TASK TO CARRY OUT
Where a line looks odd, keep it as it is and transcribe all the material.

-=-=-

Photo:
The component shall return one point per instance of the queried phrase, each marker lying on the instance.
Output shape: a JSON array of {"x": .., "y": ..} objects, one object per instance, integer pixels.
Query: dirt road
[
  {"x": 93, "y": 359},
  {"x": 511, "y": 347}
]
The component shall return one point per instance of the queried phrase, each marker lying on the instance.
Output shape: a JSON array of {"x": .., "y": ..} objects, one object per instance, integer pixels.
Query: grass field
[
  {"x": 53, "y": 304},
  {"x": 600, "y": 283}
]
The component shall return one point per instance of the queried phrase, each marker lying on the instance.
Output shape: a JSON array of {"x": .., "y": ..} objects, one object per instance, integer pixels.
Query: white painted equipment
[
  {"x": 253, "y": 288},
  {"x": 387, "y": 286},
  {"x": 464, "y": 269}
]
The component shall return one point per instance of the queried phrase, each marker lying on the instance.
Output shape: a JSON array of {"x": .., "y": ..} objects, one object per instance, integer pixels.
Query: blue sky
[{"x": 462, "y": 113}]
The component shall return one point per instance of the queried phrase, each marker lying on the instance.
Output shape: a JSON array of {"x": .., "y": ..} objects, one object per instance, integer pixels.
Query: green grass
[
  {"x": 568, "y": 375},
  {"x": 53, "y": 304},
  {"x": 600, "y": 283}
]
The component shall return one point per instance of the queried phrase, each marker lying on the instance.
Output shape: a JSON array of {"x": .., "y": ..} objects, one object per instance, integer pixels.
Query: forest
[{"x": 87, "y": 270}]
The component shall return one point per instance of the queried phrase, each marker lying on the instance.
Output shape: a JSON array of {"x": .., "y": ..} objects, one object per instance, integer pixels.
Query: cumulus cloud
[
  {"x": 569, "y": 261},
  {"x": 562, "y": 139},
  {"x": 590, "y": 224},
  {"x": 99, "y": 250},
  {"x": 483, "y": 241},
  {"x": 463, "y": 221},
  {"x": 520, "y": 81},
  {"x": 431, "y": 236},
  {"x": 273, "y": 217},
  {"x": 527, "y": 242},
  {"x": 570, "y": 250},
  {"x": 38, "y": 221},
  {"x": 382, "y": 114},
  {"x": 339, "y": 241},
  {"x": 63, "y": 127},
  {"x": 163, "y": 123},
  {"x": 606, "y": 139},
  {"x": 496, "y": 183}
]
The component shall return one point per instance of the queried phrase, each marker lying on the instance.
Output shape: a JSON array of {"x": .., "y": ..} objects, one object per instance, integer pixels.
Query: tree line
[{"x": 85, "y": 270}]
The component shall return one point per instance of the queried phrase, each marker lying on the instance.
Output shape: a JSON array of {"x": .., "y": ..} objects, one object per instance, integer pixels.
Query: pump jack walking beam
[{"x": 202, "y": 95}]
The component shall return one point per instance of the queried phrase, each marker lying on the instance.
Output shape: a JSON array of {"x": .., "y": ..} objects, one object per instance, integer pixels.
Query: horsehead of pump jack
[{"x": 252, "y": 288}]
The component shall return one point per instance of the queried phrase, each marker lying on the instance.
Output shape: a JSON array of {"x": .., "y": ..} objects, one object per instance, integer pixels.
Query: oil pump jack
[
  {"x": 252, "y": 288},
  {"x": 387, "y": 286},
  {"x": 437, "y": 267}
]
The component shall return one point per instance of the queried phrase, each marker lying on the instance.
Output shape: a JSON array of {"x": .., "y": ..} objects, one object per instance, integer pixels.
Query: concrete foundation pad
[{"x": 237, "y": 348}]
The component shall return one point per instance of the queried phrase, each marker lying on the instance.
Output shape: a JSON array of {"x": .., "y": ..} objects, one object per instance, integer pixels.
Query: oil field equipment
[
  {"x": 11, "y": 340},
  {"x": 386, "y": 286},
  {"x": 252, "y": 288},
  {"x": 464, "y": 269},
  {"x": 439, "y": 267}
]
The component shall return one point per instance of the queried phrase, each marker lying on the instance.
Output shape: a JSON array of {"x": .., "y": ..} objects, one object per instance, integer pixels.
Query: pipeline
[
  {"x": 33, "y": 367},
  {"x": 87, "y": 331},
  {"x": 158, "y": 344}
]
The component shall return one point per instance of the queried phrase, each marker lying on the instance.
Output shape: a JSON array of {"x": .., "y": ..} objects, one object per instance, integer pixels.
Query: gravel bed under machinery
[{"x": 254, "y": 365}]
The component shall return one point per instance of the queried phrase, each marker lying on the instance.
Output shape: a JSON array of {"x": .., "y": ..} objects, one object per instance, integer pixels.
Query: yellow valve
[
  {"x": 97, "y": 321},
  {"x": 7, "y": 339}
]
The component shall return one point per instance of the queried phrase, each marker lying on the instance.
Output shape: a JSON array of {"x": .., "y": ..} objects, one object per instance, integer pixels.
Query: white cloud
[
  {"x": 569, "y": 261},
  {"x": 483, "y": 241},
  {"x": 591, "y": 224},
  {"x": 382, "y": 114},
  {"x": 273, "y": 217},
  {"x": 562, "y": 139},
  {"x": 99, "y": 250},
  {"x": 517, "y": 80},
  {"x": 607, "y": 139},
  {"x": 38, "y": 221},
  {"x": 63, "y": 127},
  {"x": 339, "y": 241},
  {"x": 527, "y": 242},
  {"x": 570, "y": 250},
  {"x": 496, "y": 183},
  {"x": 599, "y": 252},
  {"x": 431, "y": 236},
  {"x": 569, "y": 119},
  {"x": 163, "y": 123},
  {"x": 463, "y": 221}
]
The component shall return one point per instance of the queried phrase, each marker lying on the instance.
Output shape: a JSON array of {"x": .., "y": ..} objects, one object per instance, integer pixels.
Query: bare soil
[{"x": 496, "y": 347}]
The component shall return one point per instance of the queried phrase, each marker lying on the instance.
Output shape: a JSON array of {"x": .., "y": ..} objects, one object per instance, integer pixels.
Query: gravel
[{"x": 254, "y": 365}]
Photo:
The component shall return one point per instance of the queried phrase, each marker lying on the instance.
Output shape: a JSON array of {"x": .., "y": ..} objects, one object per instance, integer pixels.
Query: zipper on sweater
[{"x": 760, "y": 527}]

-=-=-

SOLUTION FOR THIS TASK
Photo:
The component shall return one point per instance of the queried phrase, each marker lying on the instance.
Output shape: a JSON array of {"x": .., "y": ..} objects, one object per instance, integer pixels.
Query: dirt road
[
  {"x": 93, "y": 359},
  {"x": 511, "y": 347}
]
The component shall return one point per instance of the queried phrase, each marker lying on the instance.
Output shape: a JSON array of {"x": .., "y": ..} objects, one object per instance, integer pixels.
Query: grass field
[
  {"x": 53, "y": 304},
  {"x": 600, "y": 283}
]
The component shall return one point per instance of the queried phrase, each marker lying on the instance.
Output shape: a JSON array of {"x": .., "y": ..} objects, one object per instance, integer pixels.
Query: white painted equipment
[
  {"x": 253, "y": 288},
  {"x": 387, "y": 286},
  {"x": 464, "y": 269}
]
The component shall return one point per instance of the queried phrase, each marker lying on the instance.
Output shape: a JSON array of {"x": .., "y": ..} objects, one object per instance, integer pixels.
Query: blue sky
[{"x": 462, "y": 113}]
The component shall return one point per instance of the queried phrase, each marker lying on the instance.
Output shape: a JSON array of {"x": .., "y": ..} objects, one object per instance, integer pixels.
Query: green grass
[
  {"x": 568, "y": 375},
  {"x": 53, "y": 304},
  {"x": 600, "y": 283}
]
The component shall return one point per instance of the queried phrase, each marker lying on the instance.
Output shape: a JSON array of {"x": .., "y": ..} objects, one object per instance, integer pixels.
Query: forest
[{"x": 87, "y": 270}]
The component shall return one point per instance of the queried phrase, each marker lying on the instance.
Output shape: a JSON array of {"x": .., "y": ..} objects, one object per instance, integer pixels.
Query: cumulus cloud
[
  {"x": 569, "y": 261},
  {"x": 562, "y": 139},
  {"x": 590, "y": 224},
  {"x": 99, "y": 250},
  {"x": 483, "y": 241},
  {"x": 463, "y": 221},
  {"x": 520, "y": 81},
  {"x": 431, "y": 236},
  {"x": 273, "y": 217},
  {"x": 527, "y": 242},
  {"x": 570, "y": 250},
  {"x": 38, "y": 221},
  {"x": 382, "y": 114},
  {"x": 339, "y": 241},
  {"x": 63, "y": 127},
  {"x": 163, "y": 123},
  {"x": 606, "y": 139},
  {"x": 496, "y": 183}
]
The component shall return one point per instance of the queried phrase, each marker lying on the instance.
Output shape: a JSON array of {"x": .., "y": ..} objects, one object per instance, integer pixels.
Query: tree line
[{"x": 85, "y": 270}]
The component shall return one point per instance of the queried phrase, each marker lying on the instance.
Output shape: a JSON array of {"x": .., "y": ..} objects, one object per instance, integer pixels.
Query: pump jack walking beam
[{"x": 202, "y": 95}]
The component shall return one point per instance of the queried phrase, each marker lying on the instance.
Output shape: a JSON array of {"x": .., "y": ..} objects, one object per instance, integer pixels.
Query: horsehead of pump jack
[{"x": 252, "y": 288}]
The component shall return one point per instance of the queried phrase, each marker lying on the instance.
Output shape: a JSON array of {"x": .., "y": ..} objects, one object per instance, integer pixels.
Query: oil pump jack
[
  {"x": 252, "y": 288},
  {"x": 387, "y": 286},
  {"x": 437, "y": 267}
]
The component shall return one point per instance of the queried phrase, each marker lying on the instance.
Output shape: a JSON array of {"x": .., "y": ..} objects, one object per instance, integer pixels.
Query: concrete foundation pad
[{"x": 237, "y": 348}]
The component shall return one point per instance of the queried phrase, each marker lying on the instance.
Output shape: a JSON array of {"x": .., "y": ..} objects, one object per instance, integer pixels.
Query: oil field equipment
[
  {"x": 11, "y": 340},
  {"x": 386, "y": 286},
  {"x": 252, "y": 288},
  {"x": 464, "y": 269},
  {"x": 439, "y": 267}
]
The component shall return one point per instance of the queried phrase, each marker lying on the instance.
Output shape: a JSON array of {"x": .., "y": ..} objects, one object per instance, integer pixels.
Query: pipeline
[
  {"x": 33, "y": 367},
  {"x": 87, "y": 331},
  {"x": 158, "y": 344}
]
The component shall return one point per instance of the queried phrase, each marker lying on the instance.
Output shape: a JSON array of {"x": .., "y": ..} objects, one object per instance, integer pixels.
Query: gravel bed under machinery
[{"x": 254, "y": 365}]
The component shall return one point per instance of the queried phrase, each marker lying on the instance.
Output shape: a JSON array of {"x": .., "y": ..} objects, one object per instance, integer pixels.
Query: yellow valve
[
  {"x": 97, "y": 321},
  {"x": 7, "y": 339}
]
The component shall return one point per instance of the queried phrase, each marker lying on the instance.
Output shape: a JSON array of {"x": .., "y": ..} objects, one object per instance, integer pixels.
Query: white cloud
[
  {"x": 569, "y": 261},
  {"x": 483, "y": 241},
  {"x": 591, "y": 224},
  {"x": 382, "y": 114},
  {"x": 273, "y": 217},
  {"x": 562, "y": 139},
  {"x": 99, "y": 250},
  {"x": 517, "y": 80},
  {"x": 607, "y": 139},
  {"x": 38, "y": 221},
  {"x": 63, "y": 127},
  {"x": 339, "y": 241},
  {"x": 527, "y": 242},
  {"x": 570, "y": 250},
  {"x": 496, "y": 183},
  {"x": 599, "y": 252},
  {"x": 431, "y": 236},
  {"x": 569, "y": 119},
  {"x": 163, "y": 123},
  {"x": 463, "y": 221}
]
The component shall return one point per instance of the queried phrase, each marker lying on the instance.
Output shape: a JSON array of {"x": .., "y": ..} objects, one object per instance, integer pixels.
Query: bare soil
[{"x": 496, "y": 347}]
The component shall return one point per instance of the queried phrase, each marker lying on the instance.
Output shape: a JSON array of {"x": .., "y": ..} objects, one object per instance, integer pixels.
Query: gravel
[{"x": 254, "y": 365}]
Photo:
The component shall return one point per instance of the queried phrase, each marker lying on the instance.
Output shape: a JSON array of {"x": .., "y": ..} objects, one object per instance, integer pixels.
Query: zipper on sweater
[{"x": 760, "y": 527}]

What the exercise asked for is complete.